> PROBLEM: Please retype everything in the data from the line containing "<item>scattered coffee bean</item>" down to the line containing "M44 214L37 213L24", both of those lines included, with no changes and nothing else.

───── AVAILABLE DATA

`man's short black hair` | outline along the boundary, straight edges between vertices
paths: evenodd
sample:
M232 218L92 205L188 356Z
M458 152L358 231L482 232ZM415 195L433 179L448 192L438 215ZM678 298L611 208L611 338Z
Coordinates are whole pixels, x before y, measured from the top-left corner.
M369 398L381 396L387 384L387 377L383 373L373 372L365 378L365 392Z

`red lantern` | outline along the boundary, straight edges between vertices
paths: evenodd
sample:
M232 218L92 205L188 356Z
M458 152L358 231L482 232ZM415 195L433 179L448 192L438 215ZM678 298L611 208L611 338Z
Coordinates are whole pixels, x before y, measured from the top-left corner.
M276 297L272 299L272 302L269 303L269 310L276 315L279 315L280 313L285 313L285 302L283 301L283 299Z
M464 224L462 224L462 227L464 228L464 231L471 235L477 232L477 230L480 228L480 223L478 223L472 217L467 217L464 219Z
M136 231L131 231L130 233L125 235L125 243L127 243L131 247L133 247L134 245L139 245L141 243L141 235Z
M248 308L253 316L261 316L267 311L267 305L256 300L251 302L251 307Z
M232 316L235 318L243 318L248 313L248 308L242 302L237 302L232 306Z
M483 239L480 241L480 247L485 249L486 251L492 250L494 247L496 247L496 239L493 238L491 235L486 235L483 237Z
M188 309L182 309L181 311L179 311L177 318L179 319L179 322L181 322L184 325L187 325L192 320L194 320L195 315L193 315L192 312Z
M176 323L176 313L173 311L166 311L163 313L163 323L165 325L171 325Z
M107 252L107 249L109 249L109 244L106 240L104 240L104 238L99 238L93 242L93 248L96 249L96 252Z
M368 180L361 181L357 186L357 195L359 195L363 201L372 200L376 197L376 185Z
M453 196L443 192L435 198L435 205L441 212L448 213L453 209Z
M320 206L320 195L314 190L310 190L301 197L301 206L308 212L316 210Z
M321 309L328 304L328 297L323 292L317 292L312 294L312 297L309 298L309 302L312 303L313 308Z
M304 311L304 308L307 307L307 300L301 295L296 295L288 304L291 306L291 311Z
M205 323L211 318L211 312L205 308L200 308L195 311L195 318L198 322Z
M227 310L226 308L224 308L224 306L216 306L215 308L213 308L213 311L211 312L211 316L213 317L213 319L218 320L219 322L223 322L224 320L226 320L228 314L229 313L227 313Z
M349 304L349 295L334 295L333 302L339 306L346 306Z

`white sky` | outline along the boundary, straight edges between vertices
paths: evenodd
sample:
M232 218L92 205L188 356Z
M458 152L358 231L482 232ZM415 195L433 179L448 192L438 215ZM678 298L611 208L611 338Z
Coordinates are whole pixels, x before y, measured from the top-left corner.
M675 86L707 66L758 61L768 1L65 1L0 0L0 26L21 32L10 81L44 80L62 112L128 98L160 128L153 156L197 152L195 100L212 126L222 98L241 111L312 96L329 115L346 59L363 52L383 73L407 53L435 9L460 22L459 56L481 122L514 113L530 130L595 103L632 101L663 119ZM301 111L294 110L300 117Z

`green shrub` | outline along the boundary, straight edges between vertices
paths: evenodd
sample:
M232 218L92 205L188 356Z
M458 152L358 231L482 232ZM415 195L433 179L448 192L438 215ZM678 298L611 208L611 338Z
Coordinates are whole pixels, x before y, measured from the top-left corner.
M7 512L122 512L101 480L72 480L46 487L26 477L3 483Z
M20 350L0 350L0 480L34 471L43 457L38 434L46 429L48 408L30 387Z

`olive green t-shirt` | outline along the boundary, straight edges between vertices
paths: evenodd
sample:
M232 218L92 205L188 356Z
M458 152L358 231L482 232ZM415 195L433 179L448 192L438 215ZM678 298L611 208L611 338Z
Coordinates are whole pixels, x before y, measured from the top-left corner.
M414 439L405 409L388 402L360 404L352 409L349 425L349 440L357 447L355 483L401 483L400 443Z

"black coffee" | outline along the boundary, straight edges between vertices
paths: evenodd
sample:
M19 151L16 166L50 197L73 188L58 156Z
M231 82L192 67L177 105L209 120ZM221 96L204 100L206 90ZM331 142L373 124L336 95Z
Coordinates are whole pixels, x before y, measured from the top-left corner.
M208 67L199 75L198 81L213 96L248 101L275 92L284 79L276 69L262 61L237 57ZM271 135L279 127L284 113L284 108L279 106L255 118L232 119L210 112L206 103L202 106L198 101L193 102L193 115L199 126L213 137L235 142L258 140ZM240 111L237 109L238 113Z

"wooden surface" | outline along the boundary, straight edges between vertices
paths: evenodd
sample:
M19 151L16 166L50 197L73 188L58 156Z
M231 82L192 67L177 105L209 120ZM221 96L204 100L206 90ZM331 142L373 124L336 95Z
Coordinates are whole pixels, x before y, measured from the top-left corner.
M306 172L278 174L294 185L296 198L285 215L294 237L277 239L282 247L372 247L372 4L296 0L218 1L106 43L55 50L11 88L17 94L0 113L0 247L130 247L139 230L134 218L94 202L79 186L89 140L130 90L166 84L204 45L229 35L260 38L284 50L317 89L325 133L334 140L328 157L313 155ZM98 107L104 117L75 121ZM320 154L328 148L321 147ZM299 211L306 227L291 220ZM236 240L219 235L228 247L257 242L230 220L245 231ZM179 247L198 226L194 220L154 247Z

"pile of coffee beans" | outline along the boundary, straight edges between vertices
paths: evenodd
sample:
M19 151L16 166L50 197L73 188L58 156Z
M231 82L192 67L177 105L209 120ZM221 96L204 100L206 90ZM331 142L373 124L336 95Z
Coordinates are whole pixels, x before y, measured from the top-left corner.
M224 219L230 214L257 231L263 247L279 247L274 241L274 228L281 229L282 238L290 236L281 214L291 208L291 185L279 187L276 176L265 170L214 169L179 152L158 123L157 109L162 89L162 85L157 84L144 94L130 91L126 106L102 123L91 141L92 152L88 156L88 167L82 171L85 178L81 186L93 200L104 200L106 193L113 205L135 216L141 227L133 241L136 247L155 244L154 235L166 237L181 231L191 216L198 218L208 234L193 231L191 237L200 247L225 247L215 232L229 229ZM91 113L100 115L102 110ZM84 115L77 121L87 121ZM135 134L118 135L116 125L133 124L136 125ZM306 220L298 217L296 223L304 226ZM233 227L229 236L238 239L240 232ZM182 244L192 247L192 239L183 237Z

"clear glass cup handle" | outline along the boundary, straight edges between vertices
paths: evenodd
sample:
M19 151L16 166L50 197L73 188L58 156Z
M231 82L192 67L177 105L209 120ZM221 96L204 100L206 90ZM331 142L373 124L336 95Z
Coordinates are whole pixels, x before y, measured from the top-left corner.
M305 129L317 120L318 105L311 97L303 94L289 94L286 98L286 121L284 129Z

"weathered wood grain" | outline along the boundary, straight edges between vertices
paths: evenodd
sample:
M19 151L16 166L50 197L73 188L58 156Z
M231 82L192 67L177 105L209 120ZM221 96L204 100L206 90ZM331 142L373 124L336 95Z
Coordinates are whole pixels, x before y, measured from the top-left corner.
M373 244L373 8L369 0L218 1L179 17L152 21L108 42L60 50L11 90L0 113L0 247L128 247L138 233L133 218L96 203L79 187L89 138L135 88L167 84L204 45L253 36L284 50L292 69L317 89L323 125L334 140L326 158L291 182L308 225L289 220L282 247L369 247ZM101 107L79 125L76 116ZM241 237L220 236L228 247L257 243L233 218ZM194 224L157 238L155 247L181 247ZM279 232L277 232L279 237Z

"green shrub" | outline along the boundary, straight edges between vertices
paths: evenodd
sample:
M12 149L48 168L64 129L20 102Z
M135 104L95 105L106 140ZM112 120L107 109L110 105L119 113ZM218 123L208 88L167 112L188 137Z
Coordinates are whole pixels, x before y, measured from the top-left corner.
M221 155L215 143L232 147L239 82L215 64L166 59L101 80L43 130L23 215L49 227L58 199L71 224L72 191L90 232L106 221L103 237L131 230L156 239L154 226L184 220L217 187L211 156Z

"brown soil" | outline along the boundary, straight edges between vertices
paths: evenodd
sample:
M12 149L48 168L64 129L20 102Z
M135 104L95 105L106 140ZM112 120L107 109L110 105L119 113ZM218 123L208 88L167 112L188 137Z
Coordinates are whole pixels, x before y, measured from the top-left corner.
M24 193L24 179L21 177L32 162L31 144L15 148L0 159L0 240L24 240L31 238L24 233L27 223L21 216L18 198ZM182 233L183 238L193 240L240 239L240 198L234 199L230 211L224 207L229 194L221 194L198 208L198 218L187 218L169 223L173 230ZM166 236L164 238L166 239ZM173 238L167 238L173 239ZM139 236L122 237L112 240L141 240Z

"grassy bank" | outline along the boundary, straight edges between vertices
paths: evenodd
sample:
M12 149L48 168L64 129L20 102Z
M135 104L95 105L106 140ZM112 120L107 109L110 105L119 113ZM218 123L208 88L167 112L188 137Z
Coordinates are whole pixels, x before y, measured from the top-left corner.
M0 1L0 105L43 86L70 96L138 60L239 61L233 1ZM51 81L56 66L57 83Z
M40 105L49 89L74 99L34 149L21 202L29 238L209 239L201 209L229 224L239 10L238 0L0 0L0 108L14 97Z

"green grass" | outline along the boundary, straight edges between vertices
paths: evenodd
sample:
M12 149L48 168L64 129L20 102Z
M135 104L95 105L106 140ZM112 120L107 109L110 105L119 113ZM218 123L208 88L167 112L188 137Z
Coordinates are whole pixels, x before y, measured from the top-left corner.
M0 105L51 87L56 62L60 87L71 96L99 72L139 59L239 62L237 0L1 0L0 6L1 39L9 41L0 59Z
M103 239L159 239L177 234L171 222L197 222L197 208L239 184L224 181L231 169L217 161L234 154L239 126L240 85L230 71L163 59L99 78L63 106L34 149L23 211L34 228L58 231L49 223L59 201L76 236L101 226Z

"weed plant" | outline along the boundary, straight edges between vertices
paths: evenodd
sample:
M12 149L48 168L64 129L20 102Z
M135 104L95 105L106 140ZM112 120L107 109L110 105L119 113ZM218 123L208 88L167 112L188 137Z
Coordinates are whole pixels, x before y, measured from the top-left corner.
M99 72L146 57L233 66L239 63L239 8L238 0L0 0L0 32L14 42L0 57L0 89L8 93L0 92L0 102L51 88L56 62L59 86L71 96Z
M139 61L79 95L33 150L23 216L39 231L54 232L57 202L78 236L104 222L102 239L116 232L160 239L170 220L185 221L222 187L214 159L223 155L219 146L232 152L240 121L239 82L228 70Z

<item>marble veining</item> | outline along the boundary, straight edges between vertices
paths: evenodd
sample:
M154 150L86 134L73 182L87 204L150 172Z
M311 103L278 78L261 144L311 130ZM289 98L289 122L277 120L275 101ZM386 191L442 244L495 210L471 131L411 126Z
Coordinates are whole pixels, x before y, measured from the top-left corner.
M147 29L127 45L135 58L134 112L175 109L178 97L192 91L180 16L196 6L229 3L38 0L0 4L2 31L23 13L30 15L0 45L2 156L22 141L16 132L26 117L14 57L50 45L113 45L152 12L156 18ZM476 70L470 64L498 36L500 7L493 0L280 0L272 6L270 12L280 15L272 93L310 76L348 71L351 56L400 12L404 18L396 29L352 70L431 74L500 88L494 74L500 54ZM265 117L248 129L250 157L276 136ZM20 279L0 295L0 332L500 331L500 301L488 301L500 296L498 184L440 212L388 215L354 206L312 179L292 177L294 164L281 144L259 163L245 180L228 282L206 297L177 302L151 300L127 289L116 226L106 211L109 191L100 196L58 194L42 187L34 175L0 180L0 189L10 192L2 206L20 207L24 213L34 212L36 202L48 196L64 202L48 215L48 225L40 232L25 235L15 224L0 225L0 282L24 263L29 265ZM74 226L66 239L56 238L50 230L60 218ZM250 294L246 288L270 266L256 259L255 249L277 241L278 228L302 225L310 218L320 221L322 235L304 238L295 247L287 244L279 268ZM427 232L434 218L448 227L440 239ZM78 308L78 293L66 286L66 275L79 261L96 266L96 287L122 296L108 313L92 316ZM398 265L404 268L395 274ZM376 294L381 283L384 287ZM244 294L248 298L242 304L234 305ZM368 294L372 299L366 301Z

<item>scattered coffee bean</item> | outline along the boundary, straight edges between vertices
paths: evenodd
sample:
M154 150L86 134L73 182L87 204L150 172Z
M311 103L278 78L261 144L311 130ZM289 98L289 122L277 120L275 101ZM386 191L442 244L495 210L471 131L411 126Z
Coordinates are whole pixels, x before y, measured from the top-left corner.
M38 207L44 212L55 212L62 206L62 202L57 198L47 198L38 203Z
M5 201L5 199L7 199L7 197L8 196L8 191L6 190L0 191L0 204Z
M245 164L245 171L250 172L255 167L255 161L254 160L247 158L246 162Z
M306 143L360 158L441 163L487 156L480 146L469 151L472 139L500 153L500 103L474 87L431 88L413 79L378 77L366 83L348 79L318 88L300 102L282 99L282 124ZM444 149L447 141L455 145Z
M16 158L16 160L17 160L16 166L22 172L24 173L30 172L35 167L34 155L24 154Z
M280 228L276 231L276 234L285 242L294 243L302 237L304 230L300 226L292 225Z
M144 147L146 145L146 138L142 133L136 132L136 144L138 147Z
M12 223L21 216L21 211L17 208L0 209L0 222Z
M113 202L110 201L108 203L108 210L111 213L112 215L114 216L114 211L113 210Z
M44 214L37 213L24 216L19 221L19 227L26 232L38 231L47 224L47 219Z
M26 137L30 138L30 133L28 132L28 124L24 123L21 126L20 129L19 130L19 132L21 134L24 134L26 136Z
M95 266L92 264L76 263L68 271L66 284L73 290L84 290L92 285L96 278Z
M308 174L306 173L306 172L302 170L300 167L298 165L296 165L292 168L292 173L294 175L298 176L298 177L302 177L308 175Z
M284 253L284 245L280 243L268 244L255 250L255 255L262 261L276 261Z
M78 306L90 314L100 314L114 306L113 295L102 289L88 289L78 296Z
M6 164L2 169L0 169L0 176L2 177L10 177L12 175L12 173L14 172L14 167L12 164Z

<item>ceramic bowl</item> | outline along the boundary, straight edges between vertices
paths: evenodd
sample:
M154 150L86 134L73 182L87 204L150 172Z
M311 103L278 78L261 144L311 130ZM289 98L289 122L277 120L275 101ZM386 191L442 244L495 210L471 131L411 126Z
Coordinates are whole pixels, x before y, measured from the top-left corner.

──────────

> TASK ANSWER:
<item>scattered coffee bean</item> | outline along the boundary, straight edges between vertices
paths: evenodd
sample:
M154 150L86 134L73 182L87 204L150 172Z
M311 103L278 78L261 144L311 130ZM289 98L289 122L277 120L275 101ZM386 191L442 244L495 210L471 131L411 126Z
Coordinates are whole pixels, x before y, measured from the top-left corner.
M38 207L44 212L55 212L62 206L62 202L57 198L47 198L38 203Z
M5 201L5 199L7 199L7 197L8 196L8 191L6 190L0 191L0 204Z
M245 164L245 171L250 172L255 167L255 161L254 160L247 158L246 162Z
M306 143L360 158L441 163L487 156L480 146L469 151L472 139L500 153L500 103L474 87L431 88L413 79L378 77L366 83L348 79L318 88L300 102L282 99L282 124ZM444 149L447 141L455 145Z
M16 158L16 160L17 160L16 166L22 172L24 173L30 172L35 167L34 155L24 154Z
M280 228L276 231L276 234L285 242L294 243L302 237L304 230L300 226L292 225Z
M144 147L146 145L146 138L142 133L136 132L136 144L138 147Z
M12 223L21 216L21 211L17 208L0 209L0 222Z
M113 202L110 201L108 203L108 210L111 213L112 215L114 216L114 211L113 210Z
M44 214L37 213L24 216L19 221L19 227L26 232L38 231L47 224L47 219Z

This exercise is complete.